Labeled area outline rows:
———

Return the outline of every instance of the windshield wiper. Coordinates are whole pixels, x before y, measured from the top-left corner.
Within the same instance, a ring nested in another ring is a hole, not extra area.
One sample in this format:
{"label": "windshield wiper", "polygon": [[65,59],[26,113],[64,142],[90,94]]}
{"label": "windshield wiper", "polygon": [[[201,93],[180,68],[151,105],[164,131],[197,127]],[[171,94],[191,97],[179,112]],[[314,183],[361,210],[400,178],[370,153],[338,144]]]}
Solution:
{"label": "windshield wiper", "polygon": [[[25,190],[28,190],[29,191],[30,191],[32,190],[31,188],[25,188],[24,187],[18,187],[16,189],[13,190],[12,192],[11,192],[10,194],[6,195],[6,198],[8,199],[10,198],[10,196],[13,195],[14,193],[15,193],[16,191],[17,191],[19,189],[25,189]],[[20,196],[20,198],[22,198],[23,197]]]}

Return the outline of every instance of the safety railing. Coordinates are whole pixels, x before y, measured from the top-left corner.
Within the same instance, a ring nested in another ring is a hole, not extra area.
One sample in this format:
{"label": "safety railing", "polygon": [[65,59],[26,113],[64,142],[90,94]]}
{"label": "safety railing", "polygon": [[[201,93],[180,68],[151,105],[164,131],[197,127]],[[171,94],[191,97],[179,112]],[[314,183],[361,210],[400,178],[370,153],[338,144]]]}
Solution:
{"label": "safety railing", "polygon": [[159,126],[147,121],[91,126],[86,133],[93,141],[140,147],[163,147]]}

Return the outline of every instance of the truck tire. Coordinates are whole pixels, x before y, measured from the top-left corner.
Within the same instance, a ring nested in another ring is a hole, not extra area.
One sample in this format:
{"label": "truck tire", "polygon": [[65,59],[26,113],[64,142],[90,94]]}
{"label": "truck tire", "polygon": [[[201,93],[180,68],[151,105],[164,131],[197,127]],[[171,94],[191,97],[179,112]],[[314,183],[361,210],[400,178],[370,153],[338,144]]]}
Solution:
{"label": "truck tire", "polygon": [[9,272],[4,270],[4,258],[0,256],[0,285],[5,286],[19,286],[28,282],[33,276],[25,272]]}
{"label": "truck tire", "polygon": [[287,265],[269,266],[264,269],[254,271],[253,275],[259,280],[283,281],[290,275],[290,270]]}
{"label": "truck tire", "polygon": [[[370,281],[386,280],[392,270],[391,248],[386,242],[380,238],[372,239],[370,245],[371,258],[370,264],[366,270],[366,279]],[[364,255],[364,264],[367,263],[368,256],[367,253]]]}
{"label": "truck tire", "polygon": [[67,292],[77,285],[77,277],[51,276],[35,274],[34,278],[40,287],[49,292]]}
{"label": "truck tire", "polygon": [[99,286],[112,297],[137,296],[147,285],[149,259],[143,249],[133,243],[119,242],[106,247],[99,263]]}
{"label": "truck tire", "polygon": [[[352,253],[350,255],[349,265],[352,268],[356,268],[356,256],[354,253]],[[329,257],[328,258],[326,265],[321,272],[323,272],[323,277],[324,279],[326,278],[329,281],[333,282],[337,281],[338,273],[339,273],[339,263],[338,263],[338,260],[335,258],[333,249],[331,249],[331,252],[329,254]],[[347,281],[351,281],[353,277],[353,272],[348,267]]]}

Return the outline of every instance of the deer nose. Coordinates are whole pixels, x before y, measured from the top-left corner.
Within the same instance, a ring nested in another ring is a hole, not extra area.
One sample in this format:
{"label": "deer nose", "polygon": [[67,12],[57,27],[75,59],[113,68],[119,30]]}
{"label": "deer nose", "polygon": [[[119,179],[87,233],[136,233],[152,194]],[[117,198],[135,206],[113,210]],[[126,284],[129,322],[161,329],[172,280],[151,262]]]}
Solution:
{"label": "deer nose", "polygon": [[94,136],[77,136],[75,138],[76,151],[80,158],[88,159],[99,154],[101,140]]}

———

▶ [DESCRIPTION OF THE TASK] Please copy out, character for character, the lines starting at the one containing "Return the outline of every instance of the deer" and ending with the last of the rows above.

▶ [FULL RESPONSE]
Return the outline of every instance of the deer nose. Coordinates are whole pixels, x before y, measured from the top-left corner.
Within the same instance, a ring nested in another ring is a hole, not extra area.
One sample in this format:
{"label": "deer nose", "polygon": [[67,12],[57,27],[75,59],[113,68],[119,30]]}
{"label": "deer nose", "polygon": [[[119,179],[87,233],[136,233],[152,194]],[[117,198],[135,206],[113,210]],[[126,284],[129,322],[161,329],[172,280],[151,262]]]}
Solution:
{"label": "deer nose", "polygon": [[94,136],[77,136],[75,138],[76,151],[80,158],[88,159],[99,154],[101,140]]}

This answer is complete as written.